▶ [WRITTEN EXERCISE] Write down every entry below once more, exactly.

▶ [THE INPUT]
..............................
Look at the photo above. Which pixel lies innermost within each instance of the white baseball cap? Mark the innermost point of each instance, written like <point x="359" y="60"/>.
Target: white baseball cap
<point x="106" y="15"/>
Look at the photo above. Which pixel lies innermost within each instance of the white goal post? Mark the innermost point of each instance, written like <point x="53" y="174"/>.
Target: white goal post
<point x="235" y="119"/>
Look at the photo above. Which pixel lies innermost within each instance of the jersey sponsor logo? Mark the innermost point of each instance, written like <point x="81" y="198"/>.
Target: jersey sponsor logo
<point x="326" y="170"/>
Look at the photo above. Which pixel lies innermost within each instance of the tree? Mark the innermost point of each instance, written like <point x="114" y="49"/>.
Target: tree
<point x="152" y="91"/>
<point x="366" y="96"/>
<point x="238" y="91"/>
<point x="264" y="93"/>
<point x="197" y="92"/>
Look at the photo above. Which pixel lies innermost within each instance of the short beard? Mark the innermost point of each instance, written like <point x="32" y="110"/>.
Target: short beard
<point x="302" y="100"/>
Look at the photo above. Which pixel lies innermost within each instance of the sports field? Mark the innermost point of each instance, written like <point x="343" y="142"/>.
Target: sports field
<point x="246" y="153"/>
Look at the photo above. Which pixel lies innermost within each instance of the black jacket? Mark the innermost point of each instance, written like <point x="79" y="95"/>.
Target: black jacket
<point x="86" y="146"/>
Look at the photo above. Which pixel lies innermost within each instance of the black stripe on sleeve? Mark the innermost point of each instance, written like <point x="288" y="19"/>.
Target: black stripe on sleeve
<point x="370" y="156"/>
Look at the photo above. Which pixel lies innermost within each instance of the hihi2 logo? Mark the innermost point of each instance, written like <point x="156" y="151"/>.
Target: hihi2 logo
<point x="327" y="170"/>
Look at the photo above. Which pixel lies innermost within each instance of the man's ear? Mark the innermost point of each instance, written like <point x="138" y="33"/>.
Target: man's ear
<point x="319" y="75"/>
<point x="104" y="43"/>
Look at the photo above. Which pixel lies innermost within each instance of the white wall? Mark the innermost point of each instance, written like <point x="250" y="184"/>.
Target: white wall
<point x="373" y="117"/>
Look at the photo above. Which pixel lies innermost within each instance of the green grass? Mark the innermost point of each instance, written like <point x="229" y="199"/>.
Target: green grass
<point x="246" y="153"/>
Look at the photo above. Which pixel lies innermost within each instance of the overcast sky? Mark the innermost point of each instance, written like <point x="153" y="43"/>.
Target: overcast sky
..............................
▶ [EXERCISE OUTPUT]
Look at the photo above. Which pixel lies innermost within each instance of the white baseball cap? Mark the innermost point of each instance, written like <point x="359" y="60"/>.
Target: white baseball cap
<point x="106" y="15"/>
Look at the photo above. Which pixel lies innermost within each instance of the white goal post? Mark the innermost point of each instance, written like <point x="53" y="174"/>.
Target: white goal post
<point x="235" y="119"/>
Look at the photo above. Which pixel lies innermost within each instance of the jersey sponsor logo? Mark the innermost point of each instance, written like <point x="81" y="198"/>.
Target: jersey sponsor logo
<point x="326" y="170"/>
Look at the photo above. Which pixel lies innermost within each instance of the tree? Mark the innermost point of each instance, written like <point x="114" y="49"/>.
Target: tree
<point x="152" y="91"/>
<point x="366" y="96"/>
<point x="238" y="91"/>
<point x="264" y="93"/>
<point x="197" y="92"/>
Look at the photo above. Which pixel lies innermost within each instance of the short beard? Mark the innermost point of each instance, written like <point x="32" y="110"/>.
Target: short beard
<point x="302" y="100"/>
Look at the photo above. Which pixel lies innermost within each instance of the sports field? Mark the innermost point of each instance, written like <point x="343" y="142"/>.
Target: sports field
<point x="246" y="153"/>
Look at the photo above. Which pixel lies innermost within each instance of the black jacket? Mark the innermost point of each instance, written like <point x="79" y="95"/>.
Target: black jacket
<point x="86" y="146"/>
Look at the photo above. Which pixel lies innermost within each instance of the black stripe on sleeve? Mark the innermost point of each instance, written like <point x="288" y="19"/>.
Target: black stripe on sleeve
<point x="370" y="156"/>
Look at the photo above. Which pixel lies innermost within each instance of the hihi2 logo? Mark the innermost point of each instance, written like <point x="156" y="151"/>.
Target: hihi2 logo
<point x="327" y="170"/>
Look at the photo above. Which pixel lies innermost within each instance of the man's ear? Mark the innermost point of each instance, written like <point x="138" y="33"/>.
Target: man's ear
<point x="319" y="75"/>
<point x="104" y="43"/>
Look at the photo above. Which pixel lies innermost within each instance of the white wall? Mark the innermost point of each instance, written like <point x="250" y="184"/>.
Target: white wall
<point x="373" y="117"/>
Look at the photo above. Which pixel lies innermost within each instance of the green grass? Mark the innermost point of each instance, written like <point x="229" y="199"/>.
Target: green grass
<point x="246" y="153"/>
Look at the photo above. Which pixel lies innermost within each instance of the overcast sky? Mark the innermost point of each instance, written like <point x="153" y="43"/>.
Target: overcast sky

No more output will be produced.